## Document text:
::::::

SURMOUNT-able: Lilly's tirzepatide clears high bar set by Novo's Wegovy in obesity

The unstoppable march of Eli Lilly’s tirzepatide continues. Having previously shown the dual GIP/GLP-1 agonist reduces the weight of people with diabetes, Lilly has now delivered a hit in its first phase 3 pure play obesity trial, putting Novo Nordisk’s Wegovy on notice that a serious challenger may be on the horizon.

Evidence that tirzepatide poses a threat to Wegovy and Ozempic, respectively the obesity and diabetes versions of Novo’s GLP-1 drug semaglutide, emerged a little more than one year ago with the delivery of data from SURPASS-2. That pivotal trial found tirzepatide beat semaglutide in terms of effect on blood sugar and weight loss, making it a double threat to Novo’s blockbuster molecule.

The latest in Lilly’s long series of data drops comes from SURMOUNT-1, the first pivotal, global phase 3 to evaluate tirzepatide in obese or overweight adults who have at least one comorbidity but don’t have diabetes. Lilly compared the effect of three doses of tirzepatide to placebo over 72 weeks. 

Average weight reductions ranged from 16% at the low, 5-mg dose, to 22.5% at the high, 15-mg dose. The average weight reduction in the placebo group was 2.4%, causing the study to meet its primary goal.

::::::

## Input data:
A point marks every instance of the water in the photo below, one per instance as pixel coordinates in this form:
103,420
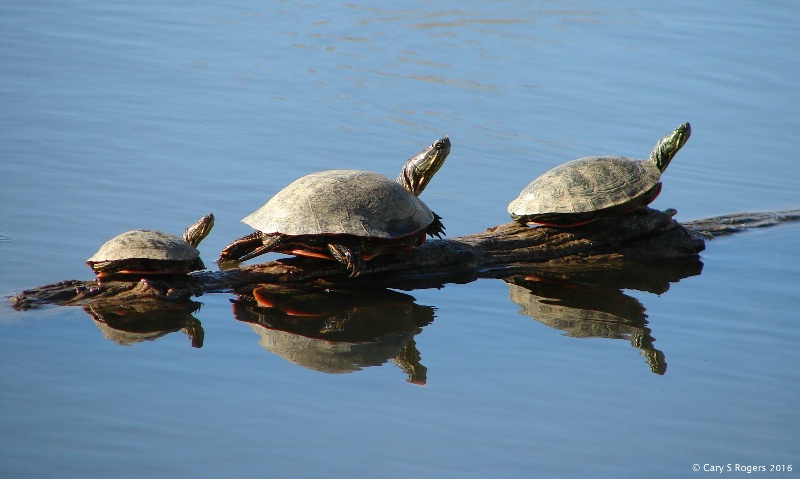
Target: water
117,117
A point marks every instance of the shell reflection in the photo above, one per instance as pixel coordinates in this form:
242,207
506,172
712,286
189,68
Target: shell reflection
337,332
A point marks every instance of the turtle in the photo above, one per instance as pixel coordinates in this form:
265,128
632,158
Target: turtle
583,190
349,216
151,252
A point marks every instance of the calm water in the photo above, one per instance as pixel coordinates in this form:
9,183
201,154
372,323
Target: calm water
115,117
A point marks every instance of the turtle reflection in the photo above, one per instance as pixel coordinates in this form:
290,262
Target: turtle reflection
593,305
127,324
338,332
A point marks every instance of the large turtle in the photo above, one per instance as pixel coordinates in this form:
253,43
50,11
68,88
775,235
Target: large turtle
347,215
150,252
585,189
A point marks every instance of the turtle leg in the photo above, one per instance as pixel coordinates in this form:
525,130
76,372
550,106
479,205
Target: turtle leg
350,256
436,228
249,246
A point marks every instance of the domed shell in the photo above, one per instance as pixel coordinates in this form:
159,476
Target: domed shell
145,244
352,202
587,184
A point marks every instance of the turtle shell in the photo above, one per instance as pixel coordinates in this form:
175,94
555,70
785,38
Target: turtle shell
351,202
145,251
586,188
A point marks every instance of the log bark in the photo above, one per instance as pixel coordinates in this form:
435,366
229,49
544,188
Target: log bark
643,237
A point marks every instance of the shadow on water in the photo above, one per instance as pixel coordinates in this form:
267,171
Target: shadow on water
130,323
593,305
336,331
344,331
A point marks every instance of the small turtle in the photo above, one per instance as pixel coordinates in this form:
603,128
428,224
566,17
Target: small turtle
592,187
347,215
149,252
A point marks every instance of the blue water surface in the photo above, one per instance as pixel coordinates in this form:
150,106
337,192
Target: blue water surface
152,114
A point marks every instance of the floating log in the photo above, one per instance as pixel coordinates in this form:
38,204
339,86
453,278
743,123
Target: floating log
643,237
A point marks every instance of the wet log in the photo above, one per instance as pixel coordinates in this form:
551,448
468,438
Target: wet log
644,237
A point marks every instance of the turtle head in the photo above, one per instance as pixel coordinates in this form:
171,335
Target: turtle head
668,146
419,169
198,231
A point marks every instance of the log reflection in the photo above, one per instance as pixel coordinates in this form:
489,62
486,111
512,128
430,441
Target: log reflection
592,304
337,332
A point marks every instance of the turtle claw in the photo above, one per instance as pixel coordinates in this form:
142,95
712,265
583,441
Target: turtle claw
350,257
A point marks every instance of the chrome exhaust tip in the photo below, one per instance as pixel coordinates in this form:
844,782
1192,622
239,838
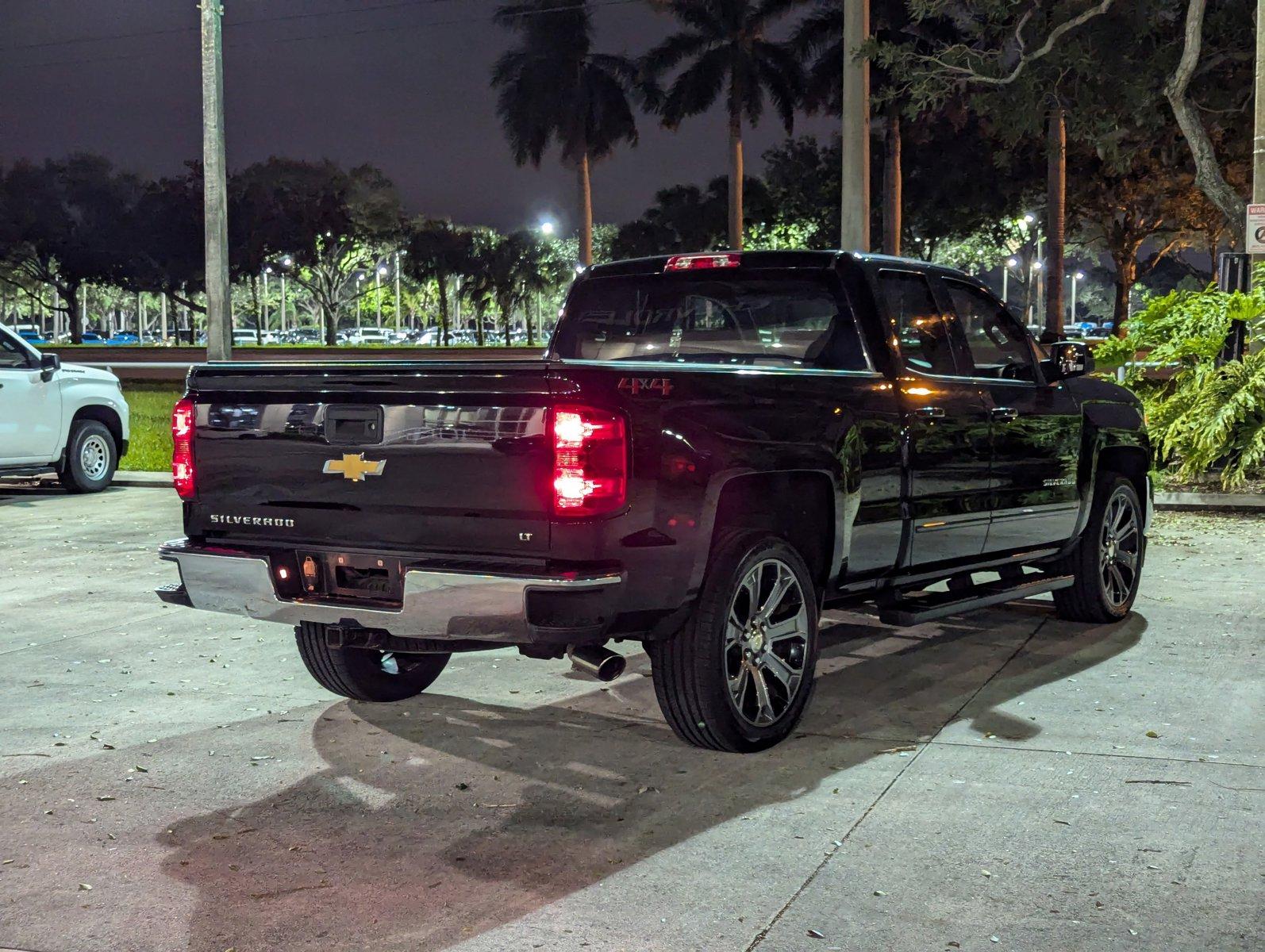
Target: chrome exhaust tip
596,662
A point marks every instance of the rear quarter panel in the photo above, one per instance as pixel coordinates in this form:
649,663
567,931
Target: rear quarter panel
701,429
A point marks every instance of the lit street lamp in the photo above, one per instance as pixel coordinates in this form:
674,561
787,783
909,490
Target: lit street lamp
1006,278
1075,277
398,289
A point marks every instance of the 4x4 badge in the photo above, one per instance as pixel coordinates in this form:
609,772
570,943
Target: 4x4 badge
355,468
635,386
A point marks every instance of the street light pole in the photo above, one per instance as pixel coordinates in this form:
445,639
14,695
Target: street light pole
398,290
219,334
854,185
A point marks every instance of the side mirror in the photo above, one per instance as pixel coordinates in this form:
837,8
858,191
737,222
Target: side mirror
48,363
1068,358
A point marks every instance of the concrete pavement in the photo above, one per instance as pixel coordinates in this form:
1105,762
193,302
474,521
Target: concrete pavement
174,779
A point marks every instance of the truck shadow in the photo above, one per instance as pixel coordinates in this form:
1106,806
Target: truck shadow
442,818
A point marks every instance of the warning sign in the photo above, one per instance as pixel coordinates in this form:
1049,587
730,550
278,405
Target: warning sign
1256,229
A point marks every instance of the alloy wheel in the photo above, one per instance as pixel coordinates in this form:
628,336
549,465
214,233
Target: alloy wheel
1120,549
766,643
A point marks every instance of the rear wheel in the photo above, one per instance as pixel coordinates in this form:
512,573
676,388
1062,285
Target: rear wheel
739,674
91,458
364,674
1107,562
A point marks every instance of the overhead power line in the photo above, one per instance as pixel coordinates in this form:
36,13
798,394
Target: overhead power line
364,31
232,25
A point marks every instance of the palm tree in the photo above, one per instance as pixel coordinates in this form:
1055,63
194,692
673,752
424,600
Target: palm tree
729,52
820,36
554,89
438,251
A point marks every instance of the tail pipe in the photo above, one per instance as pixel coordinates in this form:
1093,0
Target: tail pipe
596,662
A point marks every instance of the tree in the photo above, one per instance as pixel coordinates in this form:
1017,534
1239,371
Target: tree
163,240
1150,200
554,89
947,196
61,227
511,268
1209,174
729,53
686,217
439,251
479,286
820,37
333,224
1021,87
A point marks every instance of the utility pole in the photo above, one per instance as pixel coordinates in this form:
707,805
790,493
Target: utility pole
1259,142
854,213
219,317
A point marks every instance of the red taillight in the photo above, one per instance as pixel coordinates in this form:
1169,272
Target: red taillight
590,474
183,447
694,262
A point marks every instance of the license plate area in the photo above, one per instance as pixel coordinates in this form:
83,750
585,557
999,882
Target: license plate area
351,575
348,425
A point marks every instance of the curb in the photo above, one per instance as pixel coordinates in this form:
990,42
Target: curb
138,478
1209,502
1164,502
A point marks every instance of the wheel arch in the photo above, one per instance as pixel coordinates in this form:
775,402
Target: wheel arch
108,417
798,505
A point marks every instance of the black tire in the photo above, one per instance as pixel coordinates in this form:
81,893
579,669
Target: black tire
1105,585
363,674
91,458
692,668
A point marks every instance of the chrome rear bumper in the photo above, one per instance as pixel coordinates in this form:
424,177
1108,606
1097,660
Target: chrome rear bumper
436,605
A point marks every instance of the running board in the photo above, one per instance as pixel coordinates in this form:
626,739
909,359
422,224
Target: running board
928,606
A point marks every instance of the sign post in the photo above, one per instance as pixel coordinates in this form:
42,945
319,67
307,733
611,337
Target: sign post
1255,229
1235,274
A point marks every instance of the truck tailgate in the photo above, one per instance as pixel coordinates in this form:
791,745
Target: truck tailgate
410,457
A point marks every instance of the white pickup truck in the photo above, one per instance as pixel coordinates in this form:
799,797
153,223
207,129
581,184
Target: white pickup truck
59,417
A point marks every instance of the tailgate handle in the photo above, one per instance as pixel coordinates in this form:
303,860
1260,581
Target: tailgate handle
353,425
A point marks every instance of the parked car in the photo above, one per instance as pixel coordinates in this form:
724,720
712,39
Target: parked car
59,417
244,336
713,449
371,336
304,336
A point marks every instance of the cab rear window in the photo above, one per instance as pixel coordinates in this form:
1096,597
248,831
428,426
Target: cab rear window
756,319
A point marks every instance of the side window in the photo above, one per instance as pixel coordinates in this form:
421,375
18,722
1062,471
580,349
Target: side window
998,345
12,355
930,340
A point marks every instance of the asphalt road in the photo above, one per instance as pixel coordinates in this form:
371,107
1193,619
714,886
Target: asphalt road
174,781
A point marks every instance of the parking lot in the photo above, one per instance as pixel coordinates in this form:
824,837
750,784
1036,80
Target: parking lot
174,779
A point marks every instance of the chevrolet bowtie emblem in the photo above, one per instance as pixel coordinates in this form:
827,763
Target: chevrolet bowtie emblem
355,468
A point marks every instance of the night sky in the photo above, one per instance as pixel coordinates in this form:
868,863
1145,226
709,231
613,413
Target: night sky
400,83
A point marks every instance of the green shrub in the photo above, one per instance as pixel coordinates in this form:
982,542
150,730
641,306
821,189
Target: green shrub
1205,415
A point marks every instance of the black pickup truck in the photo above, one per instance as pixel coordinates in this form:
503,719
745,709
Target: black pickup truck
713,449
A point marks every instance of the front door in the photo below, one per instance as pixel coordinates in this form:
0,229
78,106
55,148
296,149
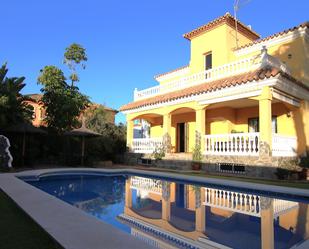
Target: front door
182,137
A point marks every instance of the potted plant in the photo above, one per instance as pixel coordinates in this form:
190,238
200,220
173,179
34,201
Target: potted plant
197,157
304,163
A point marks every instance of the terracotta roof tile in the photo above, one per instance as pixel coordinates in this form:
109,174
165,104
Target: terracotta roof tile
229,20
302,25
259,74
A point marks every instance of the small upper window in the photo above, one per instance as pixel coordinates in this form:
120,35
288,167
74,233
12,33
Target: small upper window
253,124
208,61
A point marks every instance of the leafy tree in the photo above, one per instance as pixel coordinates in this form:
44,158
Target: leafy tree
63,103
74,55
113,139
96,118
13,108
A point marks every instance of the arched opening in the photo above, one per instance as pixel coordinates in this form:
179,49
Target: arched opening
183,129
148,125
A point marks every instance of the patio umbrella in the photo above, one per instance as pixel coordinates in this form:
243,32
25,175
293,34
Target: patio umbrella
25,128
82,132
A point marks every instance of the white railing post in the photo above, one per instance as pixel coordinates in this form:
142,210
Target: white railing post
246,144
225,70
146,145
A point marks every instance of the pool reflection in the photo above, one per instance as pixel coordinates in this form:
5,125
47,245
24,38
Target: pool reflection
208,215
177,215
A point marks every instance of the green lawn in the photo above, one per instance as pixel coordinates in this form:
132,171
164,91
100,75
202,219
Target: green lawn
19,231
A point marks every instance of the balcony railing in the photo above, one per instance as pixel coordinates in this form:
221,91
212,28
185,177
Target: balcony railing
243,202
225,70
234,144
246,144
146,145
146,184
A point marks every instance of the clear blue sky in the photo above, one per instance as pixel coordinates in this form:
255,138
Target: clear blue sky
127,42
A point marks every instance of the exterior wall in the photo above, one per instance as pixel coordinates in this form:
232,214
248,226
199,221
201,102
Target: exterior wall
285,124
290,121
220,41
220,120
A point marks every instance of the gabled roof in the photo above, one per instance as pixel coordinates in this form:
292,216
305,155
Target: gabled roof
240,79
36,97
278,34
226,19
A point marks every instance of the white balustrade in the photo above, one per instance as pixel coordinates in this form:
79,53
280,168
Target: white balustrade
146,145
244,203
215,73
146,184
284,145
246,144
282,206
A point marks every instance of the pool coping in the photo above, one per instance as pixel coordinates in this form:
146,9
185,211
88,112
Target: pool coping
63,226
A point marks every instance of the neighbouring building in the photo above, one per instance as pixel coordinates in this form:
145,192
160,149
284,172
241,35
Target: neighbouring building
39,111
245,100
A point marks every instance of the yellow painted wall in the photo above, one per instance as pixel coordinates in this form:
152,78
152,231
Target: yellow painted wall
285,124
221,42
220,120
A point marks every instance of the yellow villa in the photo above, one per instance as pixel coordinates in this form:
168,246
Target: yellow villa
244,98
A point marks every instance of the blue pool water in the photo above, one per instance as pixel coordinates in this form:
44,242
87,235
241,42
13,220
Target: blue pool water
184,215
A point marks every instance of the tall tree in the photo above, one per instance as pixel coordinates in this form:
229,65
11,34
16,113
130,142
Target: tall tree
97,117
63,103
75,55
13,108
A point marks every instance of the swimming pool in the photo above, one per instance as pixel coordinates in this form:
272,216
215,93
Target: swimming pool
169,213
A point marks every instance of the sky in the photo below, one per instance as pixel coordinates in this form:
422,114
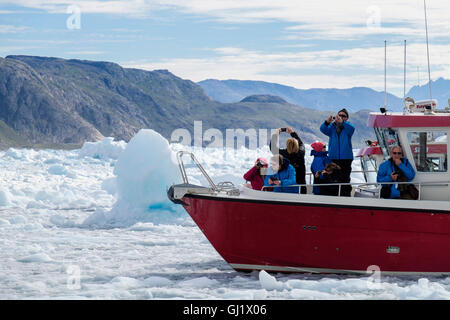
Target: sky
303,43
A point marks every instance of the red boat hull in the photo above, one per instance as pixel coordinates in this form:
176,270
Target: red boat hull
305,237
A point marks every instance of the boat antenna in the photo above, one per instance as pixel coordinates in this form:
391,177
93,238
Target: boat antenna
428,52
385,92
404,74
418,77
405,108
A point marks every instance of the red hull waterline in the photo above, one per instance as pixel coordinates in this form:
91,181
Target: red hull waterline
323,238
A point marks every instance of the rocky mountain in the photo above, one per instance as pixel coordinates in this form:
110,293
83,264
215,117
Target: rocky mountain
354,99
53,102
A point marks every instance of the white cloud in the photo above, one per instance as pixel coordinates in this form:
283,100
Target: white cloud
330,19
309,69
12,29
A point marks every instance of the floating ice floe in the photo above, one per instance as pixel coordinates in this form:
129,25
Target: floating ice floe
144,171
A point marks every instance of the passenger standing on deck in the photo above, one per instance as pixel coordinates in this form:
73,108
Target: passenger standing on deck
294,152
395,169
256,174
340,149
280,175
321,159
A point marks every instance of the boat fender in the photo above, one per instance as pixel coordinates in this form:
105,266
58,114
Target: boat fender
170,195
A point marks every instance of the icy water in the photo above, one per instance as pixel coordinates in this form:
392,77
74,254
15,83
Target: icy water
95,223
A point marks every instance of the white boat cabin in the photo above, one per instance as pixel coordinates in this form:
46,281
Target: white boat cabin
422,131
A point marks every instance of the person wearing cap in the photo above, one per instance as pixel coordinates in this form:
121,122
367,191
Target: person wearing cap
321,159
340,149
281,175
294,152
256,174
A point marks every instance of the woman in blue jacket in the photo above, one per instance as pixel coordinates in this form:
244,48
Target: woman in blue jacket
394,169
281,174
340,149
321,159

::::::

## Work order:
Transcribe the tirzepatide article word for word, starting at the words "SURMOUNT-able: Lilly's tirzepatide" and ending after "on the horizon.".

## Result of this task:
SURMOUNT-able: Lilly's tirzepatide clears high bar set by Novo's Wegovy in obesity

The unstoppable march of Eli Lilly’s tirzepatide continues. Having previously shown the dual GIP/GLP-1 agonist reduces the weight of people with diabetes, Lilly has now delivered a hit in its first phase 3 pure play obesity trial, putting Novo Nordisk’s Wegovy on notice that a serious challenger may be on the horizon.